**Problem statement:** Extract each line of the data below exactly as written.

┌─ Extracted material

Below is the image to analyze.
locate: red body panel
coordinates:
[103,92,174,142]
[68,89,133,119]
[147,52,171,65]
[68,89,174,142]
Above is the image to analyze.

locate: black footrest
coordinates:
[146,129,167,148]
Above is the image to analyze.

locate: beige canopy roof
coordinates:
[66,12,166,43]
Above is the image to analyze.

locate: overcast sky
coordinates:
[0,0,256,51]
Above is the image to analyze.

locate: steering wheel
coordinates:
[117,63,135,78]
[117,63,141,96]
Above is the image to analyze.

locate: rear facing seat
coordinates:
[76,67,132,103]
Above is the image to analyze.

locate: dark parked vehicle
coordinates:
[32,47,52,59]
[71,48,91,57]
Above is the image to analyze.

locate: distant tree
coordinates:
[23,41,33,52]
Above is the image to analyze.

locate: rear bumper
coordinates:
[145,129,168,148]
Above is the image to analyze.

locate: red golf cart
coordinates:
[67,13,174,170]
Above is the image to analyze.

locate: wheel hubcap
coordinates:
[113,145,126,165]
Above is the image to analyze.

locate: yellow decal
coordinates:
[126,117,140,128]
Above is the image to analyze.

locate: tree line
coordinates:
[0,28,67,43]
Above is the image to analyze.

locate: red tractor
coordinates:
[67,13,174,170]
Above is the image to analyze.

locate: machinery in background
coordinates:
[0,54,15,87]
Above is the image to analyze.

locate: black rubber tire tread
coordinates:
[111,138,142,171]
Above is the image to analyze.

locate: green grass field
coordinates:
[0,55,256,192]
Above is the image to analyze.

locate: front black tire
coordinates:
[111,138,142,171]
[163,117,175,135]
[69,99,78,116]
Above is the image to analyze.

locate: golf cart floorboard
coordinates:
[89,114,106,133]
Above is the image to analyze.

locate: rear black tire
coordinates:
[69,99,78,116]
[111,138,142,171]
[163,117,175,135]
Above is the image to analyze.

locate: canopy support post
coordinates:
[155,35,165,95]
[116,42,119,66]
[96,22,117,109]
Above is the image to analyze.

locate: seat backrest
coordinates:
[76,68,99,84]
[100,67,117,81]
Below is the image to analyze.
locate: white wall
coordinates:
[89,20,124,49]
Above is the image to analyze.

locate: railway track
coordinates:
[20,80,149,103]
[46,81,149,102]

└─

**Exercise answer:**
Below is the image to analyze.
locate: red body panel
coordinates:
[103,92,174,142]
[68,89,133,119]
[147,52,171,65]
[68,89,174,142]
Above is the image to analyze.

locate: black footrest
coordinates:
[146,129,167,148]
Above is the image to analyze.

locate: beige canopy roof
coordinates:
[66,12,166,43]
Above is the image to analyze.

locate: overcast sky
coordinates:
[0,0,256,51]
Above is the image to analyze.

locate: steering wheel
coordinates:
[117,63,135,78]
[117,63,141,96]
Above is the image to analyze.

locate: rear facing seat
coordinates:
[76,67,132,103]
Above is the image to analyze.

locate: dark parked vehicle
coordinates:
[32,47,52,59]
[71,48,91,57]
Above is the image to analyze.

locate: distant tree
coordinates:
[23,41,33,52]
Above is the image to analyze.

locate: rear bumper
coordinates:
[145,129,168,148]
Above is the image to analyze.

locate: red golf cart
coordinates:
[67,13,174,170]
Above is the image to analyze.

locate: wheel hubcap
coordinates:
[113,145,126,165]
Above is the image to analyze.

locate: yellow decal
coordinates:
[126,117,140,128]
Above is the image to analyze.

locate: tree line
coordinates:
[0,28,67,43]
Above is the image to analyze.

locate: red tractor
coordinates:
[67,13,174,170]
Above is the image to analyze.

locate: machinery in background
coordinates:
[0,54,15,87]
Above is the image to analyze.

locate: black rubber tire tread
coordinates:
[111,138,142,171]
Above is the image to analyze.

locate: green grass field
coordinates:
[0,55,256,192]
Above is the image to analyze.

locate: front black tire
coordinates:
[111,138,142,171]
[163,117,175,135]
[69,99,78,116]
Above is the image to analyze.

locate: golf cart floorboard
coordinates:
[89,114,106,133]
Above is the image to analyze.

locate: rear black tire
coordinates:
[69,99,78,116]
[111,138,142,171]
[163,117,175,135]
Above is the image to analyze.

locate: canopy support post
coordinates:
[155,35,165,95]
[116,42,119,66]
[96,22,117,109]
Above is the image to analyze.

locate: seat backrest
coordinates:
[76,68,99,84]
[100,67,117,81]
Below is the image to analyze.
locate: white wall
coordinates:
[89,20,124,49]
Above is the image to analyze.

locate: railway track
coordinates:
[20,80,149,103]
[46,81,149,102]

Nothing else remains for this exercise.